• THINGS TO DO
**1.** In the page excerpt on replacing Bison and Flex, list every section heading that appears after the title line.
**2.** According to the page excerpt on replacing Bison and Flex, about how many bytes of Thumb code does the custom lexer generate?
**3.** From the page excerpt on replacing Bison and Flex, quote the passage starting with "Bison and Flex (or" and going on through "of the implementation.".

+++ PAGE EXCERPT +++

Newt: Replacing Bison and Flex

Bison and Flex (or any of the yacc/lex family members) are a quick way to generate reliable parsers and lexers for language development. It's easy to write a token recognizer in Flex and a grammar in Bison, and you can readily hook code up to the resulting parsing operation. However, neither Bison nor Flex are really designed for embedded systems where memory is limited and malloc is to be avoided.

When starting Newt, I didn't hesitate to use them though; it's was nice to use well tested and debugged tools so that I could focus on other parts of the implementation.

With the rest of Newt working well, I decided to go take another look at the cost of lexing and parsing to see if I could reduce their impact on the system.

A Custom Lexer

Most mature languages end up with a custom lexer. I'm not really sure why this has to be the case, but it's pretty rare to run across anyone still using Flex for lexical analysis. The lexical structure of Python is simple enough that this isn't a huge burden; the hardest part of lexing Python code is in dealing with indentation, and Flex wasn't really helping with that part much anyways.

So I decided to just follow the same path and write a custom lexer. The result generates only about 1400 bytes of Thumb code, a significant savings from the Flex version which was about 6700 bytes.

To help make the resulting language LL, I added lexical recognition of the 'is not' and 'not in' operators; instead of attempting to sort these out in the parser, the lexer does a bit of look-ahead and returns a single token for both of these.

Parsing on the Cheap

Many of common languages are "almost" LL; this may come from using recursive-descent parsers. In 'pure' form, recursive descent parsers can only recognize LL languages, but it's easy to hack them up to add a bit of look ahead here and there to make them handle non-LL cases.

Which is one reason we end up using parser generators designed to handle LALR languages instead; that class of grammars does cover most modern languages fairly well, only requiring a small number of kludges to paper over the remaining gaps. I think the other reason I like using Bison is that the way an LALR parser works makes it really easy to handle synthetic attributes during parsing. Synthetic attributes are those built from collections of tokens that match an implicit parse tree of the input.

The '$[0-9]+' notation within Bison actions represent the values of lower-level parse tree nodes, while '$$' is the attribute value passed to higher levels of the tree.

However, LALR parser generators are pretty complicated, and the resulting parse tables are not tiny. I wondered how much space I could save by using a simpler parser structure, and (equally important), one designed for embedded use. Because Python is supposed to be an actual LL language, I decided to pull out an ancient tool I had and give it a try.

Lola: Reviving Ancient Lisp Code

Back in the 80s, I wrote a little lisp called Kalypso. One of the sub-projects resulted an LL parser generator called Lola. LL parsers are a lot easier to understand than LALR parsers, so that's what I wrote.

+++ MATERIAL PROVIDED +++

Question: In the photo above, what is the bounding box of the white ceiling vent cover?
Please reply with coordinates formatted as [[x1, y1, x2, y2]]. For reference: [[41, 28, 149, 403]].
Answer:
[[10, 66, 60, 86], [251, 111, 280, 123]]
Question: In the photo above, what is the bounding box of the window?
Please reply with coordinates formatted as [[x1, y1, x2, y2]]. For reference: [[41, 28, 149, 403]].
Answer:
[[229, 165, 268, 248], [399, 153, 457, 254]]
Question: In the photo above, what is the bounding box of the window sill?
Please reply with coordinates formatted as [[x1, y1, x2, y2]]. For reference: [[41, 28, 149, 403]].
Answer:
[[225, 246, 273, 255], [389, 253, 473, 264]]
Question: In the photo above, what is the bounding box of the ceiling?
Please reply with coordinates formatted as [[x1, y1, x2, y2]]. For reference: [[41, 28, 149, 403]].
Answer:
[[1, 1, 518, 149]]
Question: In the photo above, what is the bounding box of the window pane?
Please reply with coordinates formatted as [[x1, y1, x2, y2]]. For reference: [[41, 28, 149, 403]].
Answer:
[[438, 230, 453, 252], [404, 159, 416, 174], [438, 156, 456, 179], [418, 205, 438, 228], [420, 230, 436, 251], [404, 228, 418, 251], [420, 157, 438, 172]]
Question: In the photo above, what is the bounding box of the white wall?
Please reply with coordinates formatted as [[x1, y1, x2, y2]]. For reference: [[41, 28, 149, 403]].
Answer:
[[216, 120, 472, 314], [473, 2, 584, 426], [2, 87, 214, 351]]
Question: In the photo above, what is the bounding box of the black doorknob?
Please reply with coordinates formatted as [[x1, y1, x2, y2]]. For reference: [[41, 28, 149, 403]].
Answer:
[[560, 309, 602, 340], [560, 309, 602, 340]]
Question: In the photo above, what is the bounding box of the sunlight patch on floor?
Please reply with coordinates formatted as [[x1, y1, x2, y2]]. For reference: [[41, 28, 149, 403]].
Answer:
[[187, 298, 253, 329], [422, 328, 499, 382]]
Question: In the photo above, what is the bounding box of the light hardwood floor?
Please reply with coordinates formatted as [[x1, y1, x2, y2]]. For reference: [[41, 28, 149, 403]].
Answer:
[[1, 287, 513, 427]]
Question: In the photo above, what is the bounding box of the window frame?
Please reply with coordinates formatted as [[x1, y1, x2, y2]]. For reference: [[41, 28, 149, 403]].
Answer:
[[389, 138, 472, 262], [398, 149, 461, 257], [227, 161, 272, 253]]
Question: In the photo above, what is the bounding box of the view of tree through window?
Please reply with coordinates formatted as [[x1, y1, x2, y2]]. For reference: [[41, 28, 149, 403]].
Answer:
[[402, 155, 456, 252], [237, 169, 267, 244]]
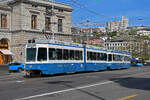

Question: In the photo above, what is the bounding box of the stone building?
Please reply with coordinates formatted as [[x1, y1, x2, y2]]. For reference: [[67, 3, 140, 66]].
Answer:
[[106, 16, 129, 32], [0, 0, 72, 64]]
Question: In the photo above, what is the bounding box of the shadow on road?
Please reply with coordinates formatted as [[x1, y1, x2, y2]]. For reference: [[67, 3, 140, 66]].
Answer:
[[110, 77, 150, 91], [46, 81, 106, 100]]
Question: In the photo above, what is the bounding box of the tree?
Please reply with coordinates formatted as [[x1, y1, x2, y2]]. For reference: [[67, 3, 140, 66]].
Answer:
[[92, 31, 99, 37], [108, 31, 117, 37]]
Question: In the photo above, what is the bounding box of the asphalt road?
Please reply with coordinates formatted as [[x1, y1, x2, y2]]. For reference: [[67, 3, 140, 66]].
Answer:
[[0, 66, 150, 100]]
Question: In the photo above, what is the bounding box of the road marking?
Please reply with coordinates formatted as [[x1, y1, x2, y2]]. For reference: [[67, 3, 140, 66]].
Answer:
[[118, 94, 137, 100], [15, 81, 114, 100], [16, 80, 24, 83]]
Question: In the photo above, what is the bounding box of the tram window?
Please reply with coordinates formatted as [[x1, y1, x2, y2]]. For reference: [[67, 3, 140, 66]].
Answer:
[[87, 52, 91, 60], [26, 48, 36, 62], [63, 49, 69, 60], [79, 51, 83, 60], [38, 48, 47, 61], [96, 53, 102, 61], [69, 50, 75, 60], [120, 56, 124, 61], [56, 49, 63, 60], [108, 54, 112, 61], [49, 48, 56, 60], [100, 53, 107, 61], [75, 51, 80, 60]]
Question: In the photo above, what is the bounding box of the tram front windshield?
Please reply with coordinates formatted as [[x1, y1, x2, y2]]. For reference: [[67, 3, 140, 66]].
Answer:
[[26, 48, 36, 62]]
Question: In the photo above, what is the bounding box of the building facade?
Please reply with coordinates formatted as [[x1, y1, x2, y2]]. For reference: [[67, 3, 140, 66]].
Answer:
[[106, 16, 128, 32], [0, 0, 72, 64]]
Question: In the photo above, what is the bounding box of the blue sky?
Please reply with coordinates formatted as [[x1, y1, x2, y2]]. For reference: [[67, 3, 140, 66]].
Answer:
[[55, 0, 150, 26]]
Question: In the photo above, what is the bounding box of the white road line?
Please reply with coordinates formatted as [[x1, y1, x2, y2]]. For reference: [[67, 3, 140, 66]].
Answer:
[[15, 81, 114, 100]]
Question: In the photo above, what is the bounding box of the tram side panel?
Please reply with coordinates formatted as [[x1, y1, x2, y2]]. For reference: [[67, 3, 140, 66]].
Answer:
[[86, 49, 107, 71]]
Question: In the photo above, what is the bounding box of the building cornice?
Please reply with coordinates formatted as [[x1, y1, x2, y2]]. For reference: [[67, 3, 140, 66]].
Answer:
[[8, 0, 73, 12], [11, 30, 72, 36]]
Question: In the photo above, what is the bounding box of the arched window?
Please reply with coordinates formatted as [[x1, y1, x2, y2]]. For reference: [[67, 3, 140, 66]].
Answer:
[[0, 39, 8, 49]]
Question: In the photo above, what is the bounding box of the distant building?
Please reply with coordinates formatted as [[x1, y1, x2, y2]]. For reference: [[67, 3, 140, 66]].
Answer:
[[71, 26, 81, 35], [0, 0, 72, 64], [137, 29, 150, 36], [81, 27, 106, 35], [106, 16, 128, 32]]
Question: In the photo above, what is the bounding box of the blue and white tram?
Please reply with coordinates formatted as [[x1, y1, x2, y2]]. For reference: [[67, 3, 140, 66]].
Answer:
[[25, 41, 130, 75]]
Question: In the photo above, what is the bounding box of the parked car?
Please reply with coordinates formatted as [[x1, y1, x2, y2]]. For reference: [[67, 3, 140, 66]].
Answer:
[[8, 62, 24, 72]]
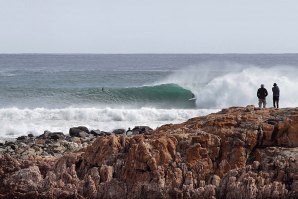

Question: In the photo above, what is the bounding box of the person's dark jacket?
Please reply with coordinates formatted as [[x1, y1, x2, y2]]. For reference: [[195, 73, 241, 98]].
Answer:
[[257, 88, 268, 99], [272, 86, 279, 97]]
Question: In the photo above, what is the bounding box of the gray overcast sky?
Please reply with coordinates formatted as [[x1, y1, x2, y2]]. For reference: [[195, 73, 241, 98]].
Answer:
[[0, 0, 298, 53]]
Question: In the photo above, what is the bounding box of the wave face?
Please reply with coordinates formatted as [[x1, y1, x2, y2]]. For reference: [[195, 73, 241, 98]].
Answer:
[[0, 107, 216, 140], [162, 64, 298, 108], [96, 84, 195, 108], [0, 84, 196, 108]]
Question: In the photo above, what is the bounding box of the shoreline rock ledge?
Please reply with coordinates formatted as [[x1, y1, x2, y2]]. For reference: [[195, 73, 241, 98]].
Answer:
[[0, 106, 298, 199]]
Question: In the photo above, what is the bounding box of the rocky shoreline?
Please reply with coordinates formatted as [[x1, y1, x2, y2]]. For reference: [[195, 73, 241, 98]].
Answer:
[[0, 106, 298, 199]]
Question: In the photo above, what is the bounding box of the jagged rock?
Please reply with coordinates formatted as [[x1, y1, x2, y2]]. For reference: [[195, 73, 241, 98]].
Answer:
[[113, 129, 126, 135], [132, 126, 153, 134], [90, 130, 105, 136], [69, 127, 88, 138], [17, 136, 28, 141], [0, 106, 298, 199]]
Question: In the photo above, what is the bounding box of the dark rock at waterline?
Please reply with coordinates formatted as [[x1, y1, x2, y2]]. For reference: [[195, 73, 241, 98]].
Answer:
[[90, 130, 105, 136], [37, 131, 65, 140], [48, 132, 65, 140], [69, 127, 88, 138], [101, 131, 112, 135], [132, 126, 153, 134], [113, 129, 126, 135], [17, 136, 28, 141], [75, 126, 90, 134]]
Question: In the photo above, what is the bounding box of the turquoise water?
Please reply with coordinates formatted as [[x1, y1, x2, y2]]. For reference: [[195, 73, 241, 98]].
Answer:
[[0, 54, 298, 137]]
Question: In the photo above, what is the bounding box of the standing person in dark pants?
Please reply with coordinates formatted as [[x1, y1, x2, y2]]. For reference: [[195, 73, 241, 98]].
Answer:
[[257, 84, 268, 108], [272, 83, 280, 108]]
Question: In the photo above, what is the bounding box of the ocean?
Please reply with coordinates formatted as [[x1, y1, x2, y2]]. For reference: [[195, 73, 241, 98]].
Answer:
[[0, 54, 298, 140]]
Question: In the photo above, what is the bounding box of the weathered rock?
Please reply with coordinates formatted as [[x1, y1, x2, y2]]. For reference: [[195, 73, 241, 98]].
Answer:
[[132, 126, 153, 134], [69, 127, 88, 138], [113, 129, 126, 135], [0, 106, 298, 199]]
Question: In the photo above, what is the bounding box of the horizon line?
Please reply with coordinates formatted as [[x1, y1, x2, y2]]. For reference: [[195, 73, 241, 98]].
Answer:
[[0, 52, 298, 55]]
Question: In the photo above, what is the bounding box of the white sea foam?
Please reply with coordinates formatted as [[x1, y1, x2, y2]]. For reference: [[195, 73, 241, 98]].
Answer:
[[162, 63, 298, 108], [0, 107, 217, 138]]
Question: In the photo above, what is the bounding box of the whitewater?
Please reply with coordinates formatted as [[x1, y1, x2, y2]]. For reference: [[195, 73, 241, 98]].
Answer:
[[0, 55, 298, 141]]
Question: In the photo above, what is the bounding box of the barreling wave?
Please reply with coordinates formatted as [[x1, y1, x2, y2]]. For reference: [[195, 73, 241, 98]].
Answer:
[[83, 84, 195, 108], [159, 63, 298, 108], [0, 84, 196, 109]]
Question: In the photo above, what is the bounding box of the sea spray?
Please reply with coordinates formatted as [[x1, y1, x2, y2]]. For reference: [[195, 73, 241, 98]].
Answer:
[[0, 107, 218, 138], [161, 64, 298, 108]]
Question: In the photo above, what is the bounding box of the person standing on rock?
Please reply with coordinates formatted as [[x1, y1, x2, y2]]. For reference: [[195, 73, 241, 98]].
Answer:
[[257, 84, 268, 108], [272, 83, 279, 108]]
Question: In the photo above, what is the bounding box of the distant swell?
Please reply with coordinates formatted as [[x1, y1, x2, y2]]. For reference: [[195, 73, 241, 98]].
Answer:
[[1, 84, 196, 109], [92, 84, 195, 108]]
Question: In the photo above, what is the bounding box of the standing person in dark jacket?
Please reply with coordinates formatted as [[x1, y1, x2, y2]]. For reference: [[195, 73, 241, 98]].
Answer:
[[257, 84, 268, 108], [272, 83, 279, 108]]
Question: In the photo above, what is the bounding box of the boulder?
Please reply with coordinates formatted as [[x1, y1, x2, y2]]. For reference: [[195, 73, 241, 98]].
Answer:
[[90, 130, 105, 136], [69, 127, 88, 138], [113, 129, 126, 135], [132, 126, 153, 134]]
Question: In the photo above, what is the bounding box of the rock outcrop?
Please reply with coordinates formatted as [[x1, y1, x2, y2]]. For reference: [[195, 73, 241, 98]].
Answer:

+++

• ANSWERS TO THE TASKS
**1.**
A Custom Lexer
Parsing on the Cheap
Lola: Reviving Ancient Lisp Code

**2.** About 1400 bytes.

**3.**
Bison and Flex (or any of the yacc/lex family members) are a quick way to generate reliable parsers and lexers for language development. It's easy to write a token recognizer in Flex and a grammar in Bison, and you can readily hook code up to the resulting parsing operation. However, neither Bison nor Flex are really designed for embedded systems where memory is limited and malloc is to be avoided.

When starting Newt, I didn't hesitate to use them though; it's was nice to use well tested and debugged tools so that I could focus on other parts of the implementation.